Scan the listing below. Report each line that includes "white".

[Task inputs]
****

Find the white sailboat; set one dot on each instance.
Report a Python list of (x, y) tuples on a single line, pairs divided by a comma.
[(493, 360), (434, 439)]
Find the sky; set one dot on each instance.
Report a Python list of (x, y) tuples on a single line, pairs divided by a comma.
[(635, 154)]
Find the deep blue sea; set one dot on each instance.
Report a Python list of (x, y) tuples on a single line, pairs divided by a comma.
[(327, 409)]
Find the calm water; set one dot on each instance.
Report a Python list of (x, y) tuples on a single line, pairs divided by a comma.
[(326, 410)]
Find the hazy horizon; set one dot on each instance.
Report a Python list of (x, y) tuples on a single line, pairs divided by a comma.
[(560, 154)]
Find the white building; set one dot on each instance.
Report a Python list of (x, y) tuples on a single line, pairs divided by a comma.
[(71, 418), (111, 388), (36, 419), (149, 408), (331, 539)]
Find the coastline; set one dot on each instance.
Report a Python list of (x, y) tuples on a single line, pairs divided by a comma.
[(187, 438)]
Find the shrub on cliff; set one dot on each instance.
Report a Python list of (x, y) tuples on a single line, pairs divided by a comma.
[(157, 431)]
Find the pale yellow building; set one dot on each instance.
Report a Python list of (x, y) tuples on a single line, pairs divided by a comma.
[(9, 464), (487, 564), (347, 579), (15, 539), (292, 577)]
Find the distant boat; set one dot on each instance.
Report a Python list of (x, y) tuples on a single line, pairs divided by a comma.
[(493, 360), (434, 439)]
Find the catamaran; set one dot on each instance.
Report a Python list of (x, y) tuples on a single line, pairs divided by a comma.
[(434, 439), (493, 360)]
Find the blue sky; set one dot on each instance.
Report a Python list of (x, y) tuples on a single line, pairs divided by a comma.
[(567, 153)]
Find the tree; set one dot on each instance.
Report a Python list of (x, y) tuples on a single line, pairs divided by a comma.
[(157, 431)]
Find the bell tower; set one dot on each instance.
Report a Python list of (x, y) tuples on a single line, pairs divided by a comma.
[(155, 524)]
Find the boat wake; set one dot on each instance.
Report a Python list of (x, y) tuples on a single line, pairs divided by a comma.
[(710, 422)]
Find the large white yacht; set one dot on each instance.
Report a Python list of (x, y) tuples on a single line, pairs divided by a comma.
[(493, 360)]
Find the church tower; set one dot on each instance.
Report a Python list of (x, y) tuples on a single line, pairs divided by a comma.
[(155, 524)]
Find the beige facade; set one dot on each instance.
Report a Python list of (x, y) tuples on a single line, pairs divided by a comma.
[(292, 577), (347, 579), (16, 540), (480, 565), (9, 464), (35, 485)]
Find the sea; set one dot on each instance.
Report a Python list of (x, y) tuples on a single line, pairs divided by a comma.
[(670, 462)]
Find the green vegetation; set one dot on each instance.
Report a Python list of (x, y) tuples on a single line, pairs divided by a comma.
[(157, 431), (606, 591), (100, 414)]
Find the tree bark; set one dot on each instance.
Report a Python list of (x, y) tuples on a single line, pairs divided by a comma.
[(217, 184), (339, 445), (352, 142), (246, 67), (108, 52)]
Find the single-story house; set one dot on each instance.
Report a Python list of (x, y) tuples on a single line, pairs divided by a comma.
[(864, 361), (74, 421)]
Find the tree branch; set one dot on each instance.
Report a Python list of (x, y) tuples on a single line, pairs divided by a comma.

****

[Solution for this problem]
Find the white sailboat; set one dot on each instance.
Find the white building; set one dot on each instance.
Find the large white yacht; set one dot on each instance.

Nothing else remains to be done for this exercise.